═══ Excerpted data

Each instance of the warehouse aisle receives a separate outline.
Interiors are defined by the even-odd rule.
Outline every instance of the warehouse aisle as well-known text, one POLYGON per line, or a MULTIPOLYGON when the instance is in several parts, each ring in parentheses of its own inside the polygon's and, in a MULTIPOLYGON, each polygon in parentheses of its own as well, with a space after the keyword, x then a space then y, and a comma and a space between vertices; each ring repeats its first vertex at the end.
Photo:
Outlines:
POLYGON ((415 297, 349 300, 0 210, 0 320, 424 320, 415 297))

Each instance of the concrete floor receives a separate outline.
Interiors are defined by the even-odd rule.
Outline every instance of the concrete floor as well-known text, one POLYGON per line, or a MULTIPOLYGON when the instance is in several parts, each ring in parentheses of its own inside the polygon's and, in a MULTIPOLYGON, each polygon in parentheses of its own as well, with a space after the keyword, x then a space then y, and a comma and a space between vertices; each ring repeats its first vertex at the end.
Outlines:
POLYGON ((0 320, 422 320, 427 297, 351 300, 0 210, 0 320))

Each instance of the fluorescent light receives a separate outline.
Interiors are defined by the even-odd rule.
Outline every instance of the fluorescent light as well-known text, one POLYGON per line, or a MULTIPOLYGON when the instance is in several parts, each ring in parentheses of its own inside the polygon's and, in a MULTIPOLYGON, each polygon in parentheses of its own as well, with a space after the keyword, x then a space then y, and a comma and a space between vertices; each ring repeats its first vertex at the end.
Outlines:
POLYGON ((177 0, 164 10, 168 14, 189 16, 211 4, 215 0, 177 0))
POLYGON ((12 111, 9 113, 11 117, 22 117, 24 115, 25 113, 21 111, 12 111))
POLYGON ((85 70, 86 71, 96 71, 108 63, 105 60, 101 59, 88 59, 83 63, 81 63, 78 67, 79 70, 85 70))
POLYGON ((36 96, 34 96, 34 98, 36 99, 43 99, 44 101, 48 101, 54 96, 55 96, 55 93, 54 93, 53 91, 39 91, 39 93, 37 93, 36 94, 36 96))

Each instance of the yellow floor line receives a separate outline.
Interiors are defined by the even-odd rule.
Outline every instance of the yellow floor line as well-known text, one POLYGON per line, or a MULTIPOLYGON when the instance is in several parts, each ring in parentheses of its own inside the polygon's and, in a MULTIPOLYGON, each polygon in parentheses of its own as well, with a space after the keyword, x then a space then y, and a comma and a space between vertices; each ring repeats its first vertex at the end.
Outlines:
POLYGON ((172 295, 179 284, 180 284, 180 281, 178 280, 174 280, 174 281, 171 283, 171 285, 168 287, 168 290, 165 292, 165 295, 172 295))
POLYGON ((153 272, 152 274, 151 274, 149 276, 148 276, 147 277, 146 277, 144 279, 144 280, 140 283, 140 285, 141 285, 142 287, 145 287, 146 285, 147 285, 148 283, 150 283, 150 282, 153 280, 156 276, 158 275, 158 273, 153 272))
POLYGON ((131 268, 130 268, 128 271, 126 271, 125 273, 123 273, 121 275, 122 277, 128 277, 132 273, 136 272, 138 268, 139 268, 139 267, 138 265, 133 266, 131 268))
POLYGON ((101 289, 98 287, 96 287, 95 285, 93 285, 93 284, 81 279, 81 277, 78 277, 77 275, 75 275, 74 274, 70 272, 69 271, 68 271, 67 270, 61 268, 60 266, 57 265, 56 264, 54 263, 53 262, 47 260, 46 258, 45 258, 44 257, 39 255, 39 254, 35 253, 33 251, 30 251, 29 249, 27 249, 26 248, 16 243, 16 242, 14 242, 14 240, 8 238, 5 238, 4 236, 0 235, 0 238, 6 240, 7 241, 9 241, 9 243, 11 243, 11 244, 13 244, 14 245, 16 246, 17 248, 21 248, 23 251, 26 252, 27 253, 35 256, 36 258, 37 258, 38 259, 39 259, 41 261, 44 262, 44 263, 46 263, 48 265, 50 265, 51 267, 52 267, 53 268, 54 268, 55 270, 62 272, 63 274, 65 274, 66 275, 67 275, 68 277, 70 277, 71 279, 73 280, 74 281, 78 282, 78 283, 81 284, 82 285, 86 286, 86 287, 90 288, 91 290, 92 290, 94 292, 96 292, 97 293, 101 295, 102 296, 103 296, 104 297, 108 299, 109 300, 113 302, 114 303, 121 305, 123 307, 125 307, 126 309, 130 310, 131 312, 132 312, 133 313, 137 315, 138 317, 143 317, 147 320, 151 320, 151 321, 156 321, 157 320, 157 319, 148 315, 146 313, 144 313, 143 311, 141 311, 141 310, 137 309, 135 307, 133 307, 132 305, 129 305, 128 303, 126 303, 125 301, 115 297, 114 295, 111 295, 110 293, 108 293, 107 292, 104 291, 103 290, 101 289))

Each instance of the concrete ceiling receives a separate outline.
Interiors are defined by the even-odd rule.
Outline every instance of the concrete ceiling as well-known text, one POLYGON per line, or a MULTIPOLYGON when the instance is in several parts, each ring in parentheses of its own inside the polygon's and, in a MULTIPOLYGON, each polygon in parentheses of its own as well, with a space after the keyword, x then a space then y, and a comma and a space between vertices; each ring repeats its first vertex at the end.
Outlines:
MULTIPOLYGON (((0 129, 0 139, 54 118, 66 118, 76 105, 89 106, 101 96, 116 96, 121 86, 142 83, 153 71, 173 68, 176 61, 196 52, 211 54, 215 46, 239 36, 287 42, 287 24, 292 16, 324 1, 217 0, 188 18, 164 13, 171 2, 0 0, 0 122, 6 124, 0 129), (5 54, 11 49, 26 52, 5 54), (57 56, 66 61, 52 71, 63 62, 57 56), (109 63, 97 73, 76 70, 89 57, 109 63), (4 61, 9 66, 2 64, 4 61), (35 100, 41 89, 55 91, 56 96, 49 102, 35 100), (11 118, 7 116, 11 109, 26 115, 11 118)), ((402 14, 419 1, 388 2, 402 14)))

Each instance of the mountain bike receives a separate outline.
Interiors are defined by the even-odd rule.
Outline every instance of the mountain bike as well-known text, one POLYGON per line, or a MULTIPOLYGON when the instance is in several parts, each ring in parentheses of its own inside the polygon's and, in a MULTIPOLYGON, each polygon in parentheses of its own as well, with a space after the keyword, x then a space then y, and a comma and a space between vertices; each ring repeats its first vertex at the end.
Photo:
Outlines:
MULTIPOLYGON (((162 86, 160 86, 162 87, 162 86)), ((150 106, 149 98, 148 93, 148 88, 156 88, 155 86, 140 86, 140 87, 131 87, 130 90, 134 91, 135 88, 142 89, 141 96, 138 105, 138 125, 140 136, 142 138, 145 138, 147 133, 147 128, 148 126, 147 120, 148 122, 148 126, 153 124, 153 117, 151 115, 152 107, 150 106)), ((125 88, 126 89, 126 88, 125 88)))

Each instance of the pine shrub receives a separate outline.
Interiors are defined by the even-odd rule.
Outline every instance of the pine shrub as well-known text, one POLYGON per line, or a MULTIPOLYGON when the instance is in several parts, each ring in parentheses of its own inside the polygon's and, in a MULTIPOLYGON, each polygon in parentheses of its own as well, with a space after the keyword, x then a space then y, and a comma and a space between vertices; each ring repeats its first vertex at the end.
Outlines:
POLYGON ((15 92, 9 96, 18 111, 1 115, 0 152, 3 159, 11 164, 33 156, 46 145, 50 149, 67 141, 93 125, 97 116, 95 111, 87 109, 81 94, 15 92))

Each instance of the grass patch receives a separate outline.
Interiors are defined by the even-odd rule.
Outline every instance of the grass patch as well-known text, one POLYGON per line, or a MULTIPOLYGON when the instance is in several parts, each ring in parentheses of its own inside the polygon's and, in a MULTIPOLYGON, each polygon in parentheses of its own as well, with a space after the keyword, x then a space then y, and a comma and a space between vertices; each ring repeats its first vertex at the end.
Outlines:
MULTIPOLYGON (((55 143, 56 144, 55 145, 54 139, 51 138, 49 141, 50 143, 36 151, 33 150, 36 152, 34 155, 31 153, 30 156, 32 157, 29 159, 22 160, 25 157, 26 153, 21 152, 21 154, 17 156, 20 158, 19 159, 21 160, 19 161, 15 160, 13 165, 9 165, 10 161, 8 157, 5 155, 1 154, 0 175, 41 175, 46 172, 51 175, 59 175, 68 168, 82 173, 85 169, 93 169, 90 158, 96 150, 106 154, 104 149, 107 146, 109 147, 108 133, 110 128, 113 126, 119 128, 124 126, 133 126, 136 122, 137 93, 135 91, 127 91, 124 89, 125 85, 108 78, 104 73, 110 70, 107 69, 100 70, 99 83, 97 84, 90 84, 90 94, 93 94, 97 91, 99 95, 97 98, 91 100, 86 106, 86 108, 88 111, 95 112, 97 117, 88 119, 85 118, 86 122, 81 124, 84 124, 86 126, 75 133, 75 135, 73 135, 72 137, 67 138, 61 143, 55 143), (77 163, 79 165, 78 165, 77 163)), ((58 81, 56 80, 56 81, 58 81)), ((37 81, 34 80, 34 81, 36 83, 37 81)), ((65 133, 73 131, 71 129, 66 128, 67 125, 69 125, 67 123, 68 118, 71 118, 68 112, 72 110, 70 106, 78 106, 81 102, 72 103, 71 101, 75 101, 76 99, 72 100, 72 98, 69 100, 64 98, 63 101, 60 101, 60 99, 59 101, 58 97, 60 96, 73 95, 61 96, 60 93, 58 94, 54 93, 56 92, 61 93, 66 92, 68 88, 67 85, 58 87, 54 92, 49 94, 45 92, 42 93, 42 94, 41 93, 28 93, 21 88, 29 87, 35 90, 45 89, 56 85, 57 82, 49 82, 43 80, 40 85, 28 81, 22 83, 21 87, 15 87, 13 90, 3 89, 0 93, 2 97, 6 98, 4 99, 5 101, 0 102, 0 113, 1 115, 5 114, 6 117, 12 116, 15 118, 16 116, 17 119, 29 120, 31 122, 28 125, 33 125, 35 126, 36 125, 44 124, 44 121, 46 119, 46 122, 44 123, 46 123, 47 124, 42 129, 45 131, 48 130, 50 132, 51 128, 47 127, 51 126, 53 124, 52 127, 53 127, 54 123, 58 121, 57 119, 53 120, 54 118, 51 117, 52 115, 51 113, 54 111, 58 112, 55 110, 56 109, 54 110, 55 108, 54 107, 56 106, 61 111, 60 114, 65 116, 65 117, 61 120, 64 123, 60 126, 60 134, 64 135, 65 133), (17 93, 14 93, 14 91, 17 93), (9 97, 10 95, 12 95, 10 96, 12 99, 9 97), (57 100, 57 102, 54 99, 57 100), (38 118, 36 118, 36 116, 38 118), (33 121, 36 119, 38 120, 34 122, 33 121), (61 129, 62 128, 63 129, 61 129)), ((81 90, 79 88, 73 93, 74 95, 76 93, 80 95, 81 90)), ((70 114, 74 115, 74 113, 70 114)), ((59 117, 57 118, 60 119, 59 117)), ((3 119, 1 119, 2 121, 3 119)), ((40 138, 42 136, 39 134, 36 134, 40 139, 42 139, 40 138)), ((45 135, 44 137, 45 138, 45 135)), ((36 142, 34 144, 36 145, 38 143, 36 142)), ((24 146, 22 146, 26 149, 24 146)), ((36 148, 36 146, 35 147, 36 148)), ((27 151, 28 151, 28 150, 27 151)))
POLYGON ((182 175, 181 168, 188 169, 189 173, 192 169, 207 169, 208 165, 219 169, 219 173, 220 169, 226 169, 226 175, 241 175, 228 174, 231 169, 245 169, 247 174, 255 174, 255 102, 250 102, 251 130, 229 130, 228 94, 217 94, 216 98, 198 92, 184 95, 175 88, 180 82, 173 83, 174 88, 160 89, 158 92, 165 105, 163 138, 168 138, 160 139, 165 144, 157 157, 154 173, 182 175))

══════
═══ Excerpted data

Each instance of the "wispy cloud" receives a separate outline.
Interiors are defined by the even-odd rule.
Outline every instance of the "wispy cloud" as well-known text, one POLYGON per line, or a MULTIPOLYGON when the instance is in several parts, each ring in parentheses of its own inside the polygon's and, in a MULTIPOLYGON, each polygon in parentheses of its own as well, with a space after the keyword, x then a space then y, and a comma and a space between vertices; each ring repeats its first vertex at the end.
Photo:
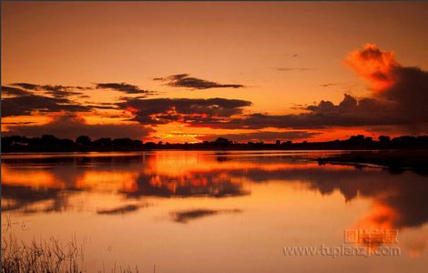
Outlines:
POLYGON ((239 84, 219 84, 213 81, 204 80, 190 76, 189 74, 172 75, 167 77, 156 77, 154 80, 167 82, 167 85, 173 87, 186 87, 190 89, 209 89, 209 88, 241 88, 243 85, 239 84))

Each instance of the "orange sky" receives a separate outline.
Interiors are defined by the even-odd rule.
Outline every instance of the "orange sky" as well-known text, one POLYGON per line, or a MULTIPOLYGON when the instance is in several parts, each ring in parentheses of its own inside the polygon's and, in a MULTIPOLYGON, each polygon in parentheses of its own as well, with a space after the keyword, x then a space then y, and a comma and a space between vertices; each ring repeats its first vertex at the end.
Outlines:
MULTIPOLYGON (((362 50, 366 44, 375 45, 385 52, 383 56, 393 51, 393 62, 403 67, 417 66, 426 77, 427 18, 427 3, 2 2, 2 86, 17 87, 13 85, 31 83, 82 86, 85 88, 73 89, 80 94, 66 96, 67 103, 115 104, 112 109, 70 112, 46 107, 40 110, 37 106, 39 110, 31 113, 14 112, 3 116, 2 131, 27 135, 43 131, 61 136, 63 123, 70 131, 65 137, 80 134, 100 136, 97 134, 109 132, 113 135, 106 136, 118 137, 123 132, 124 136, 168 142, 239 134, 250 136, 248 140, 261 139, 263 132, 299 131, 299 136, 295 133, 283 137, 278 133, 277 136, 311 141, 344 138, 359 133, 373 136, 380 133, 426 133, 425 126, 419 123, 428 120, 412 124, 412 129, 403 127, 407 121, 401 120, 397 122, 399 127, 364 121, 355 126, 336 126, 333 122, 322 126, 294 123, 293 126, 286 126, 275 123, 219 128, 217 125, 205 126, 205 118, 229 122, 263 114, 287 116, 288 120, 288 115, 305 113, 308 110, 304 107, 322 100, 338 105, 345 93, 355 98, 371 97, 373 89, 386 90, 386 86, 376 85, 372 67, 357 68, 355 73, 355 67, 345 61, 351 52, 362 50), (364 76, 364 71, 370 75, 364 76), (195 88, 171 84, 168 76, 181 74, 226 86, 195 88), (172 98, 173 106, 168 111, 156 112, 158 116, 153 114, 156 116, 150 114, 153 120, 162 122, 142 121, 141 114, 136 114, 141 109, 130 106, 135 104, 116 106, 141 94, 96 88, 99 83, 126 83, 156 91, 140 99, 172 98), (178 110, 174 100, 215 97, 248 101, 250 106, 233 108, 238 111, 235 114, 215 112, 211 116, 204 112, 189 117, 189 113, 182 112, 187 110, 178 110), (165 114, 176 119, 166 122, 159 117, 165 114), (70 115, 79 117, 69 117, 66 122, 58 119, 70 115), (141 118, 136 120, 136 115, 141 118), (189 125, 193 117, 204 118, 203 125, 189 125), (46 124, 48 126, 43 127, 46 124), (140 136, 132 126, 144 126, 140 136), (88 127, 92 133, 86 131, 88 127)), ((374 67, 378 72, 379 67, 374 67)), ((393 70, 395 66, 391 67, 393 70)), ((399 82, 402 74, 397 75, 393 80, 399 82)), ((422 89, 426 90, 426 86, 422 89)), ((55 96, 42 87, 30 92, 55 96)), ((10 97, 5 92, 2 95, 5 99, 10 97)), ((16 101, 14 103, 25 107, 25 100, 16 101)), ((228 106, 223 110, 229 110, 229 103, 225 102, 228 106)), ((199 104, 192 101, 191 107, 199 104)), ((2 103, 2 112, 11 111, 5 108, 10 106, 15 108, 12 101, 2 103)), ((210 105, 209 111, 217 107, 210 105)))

══════
═══ Excerpted data

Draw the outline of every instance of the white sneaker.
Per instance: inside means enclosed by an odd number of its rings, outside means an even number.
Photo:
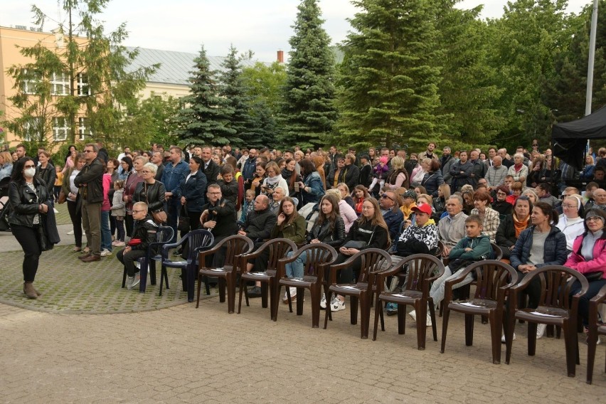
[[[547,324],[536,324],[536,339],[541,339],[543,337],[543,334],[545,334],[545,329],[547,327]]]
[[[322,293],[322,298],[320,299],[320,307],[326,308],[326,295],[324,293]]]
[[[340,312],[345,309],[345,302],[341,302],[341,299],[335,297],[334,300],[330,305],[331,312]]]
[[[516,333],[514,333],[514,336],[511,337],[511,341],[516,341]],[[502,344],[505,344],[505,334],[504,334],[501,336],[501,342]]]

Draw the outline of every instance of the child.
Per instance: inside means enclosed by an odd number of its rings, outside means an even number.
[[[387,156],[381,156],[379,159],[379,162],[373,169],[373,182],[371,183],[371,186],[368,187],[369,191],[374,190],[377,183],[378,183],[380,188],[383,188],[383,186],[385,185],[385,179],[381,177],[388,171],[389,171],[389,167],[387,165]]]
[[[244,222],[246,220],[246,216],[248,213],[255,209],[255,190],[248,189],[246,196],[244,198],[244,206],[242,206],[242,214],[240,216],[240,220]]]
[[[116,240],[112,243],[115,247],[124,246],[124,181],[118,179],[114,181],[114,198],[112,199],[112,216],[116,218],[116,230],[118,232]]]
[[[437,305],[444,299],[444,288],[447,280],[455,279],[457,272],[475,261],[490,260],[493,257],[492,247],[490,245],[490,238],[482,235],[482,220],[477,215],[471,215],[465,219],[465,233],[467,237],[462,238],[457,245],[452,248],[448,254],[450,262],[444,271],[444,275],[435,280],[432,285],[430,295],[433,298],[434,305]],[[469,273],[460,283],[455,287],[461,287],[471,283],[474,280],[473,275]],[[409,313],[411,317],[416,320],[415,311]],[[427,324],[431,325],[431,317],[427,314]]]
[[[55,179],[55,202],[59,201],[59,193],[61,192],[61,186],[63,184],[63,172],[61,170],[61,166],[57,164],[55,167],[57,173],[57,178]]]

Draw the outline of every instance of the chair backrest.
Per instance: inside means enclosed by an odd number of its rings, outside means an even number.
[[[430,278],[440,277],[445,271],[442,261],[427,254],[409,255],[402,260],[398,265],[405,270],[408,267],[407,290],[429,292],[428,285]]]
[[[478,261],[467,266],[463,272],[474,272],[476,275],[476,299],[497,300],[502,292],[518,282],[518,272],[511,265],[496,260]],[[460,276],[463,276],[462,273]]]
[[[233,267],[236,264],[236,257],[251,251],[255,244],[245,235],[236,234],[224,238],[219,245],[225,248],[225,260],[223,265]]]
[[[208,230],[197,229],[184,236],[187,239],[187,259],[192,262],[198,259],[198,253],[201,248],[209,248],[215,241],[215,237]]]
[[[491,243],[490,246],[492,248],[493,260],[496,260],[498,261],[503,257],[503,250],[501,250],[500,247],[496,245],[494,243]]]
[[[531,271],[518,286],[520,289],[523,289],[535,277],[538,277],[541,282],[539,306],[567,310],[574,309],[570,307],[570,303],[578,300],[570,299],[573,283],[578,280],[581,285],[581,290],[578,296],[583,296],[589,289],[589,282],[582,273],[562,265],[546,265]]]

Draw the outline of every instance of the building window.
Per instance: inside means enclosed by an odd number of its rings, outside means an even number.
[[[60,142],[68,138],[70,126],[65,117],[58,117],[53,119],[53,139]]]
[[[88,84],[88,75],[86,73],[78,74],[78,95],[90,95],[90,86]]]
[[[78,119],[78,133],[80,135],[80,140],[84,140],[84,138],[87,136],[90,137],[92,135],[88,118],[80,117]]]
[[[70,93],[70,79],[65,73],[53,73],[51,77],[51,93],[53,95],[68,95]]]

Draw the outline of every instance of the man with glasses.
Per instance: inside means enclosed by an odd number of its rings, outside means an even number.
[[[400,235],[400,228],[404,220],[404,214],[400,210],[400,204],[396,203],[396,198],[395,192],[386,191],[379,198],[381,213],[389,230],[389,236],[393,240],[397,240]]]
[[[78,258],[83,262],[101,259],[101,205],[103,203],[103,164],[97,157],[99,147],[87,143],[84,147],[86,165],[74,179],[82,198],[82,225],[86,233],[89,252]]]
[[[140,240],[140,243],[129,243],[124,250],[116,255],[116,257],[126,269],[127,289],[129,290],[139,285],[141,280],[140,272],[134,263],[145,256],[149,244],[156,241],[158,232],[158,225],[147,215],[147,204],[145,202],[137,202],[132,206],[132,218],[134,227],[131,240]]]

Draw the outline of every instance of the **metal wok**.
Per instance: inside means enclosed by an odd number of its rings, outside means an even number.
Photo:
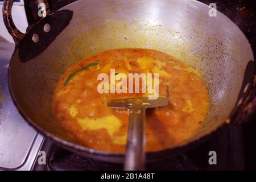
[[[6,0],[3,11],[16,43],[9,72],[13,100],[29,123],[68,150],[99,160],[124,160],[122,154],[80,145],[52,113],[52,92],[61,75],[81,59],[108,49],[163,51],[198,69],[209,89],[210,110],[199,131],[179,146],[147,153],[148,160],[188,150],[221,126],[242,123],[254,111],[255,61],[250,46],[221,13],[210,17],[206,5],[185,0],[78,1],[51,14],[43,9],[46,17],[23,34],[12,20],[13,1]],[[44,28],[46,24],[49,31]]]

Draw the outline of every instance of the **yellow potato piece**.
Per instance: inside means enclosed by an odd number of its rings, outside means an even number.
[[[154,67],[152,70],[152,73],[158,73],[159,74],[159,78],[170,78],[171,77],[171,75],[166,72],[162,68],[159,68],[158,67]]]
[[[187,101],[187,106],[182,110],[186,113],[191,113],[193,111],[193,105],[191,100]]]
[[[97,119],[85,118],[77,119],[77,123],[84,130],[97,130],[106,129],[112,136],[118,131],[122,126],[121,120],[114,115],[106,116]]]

══════

» **Stated goal**
Recast the lines between the one holding "Each instance of the warehouse" and the one holding "POLYGON ((415 297, 349", inclusive, as a Markdown table with the columns Row and Line text. Number each row and leave out any blank lines.

» **Written answer**
| Row | Line text |
|---|---|
| 1 | Each instance of the warehouse aisle receives a separate outline. |
| 2 | Interiors are defined by the even-odd rule. |
| 3 | Outline every instance of the warehouse aisle as well-known text, one POLYGON per line, or a MULTIPOLYGON when the instance is in several parts, each ring in parentheses of its own inside the polygon's and, in a MULTIPOLYGON, each polygon in parentheses of its own as well, with a space after the keyword, x then a space then y, and a comma and a space between vertices; each ring repeats its first vertex at the end. |
| 4 | Photo: |
| 5 | Outlines: |
| 6 | POLYGON ((415 297, 349 300, 0 210, 0 320, 424 320, 415 297)) |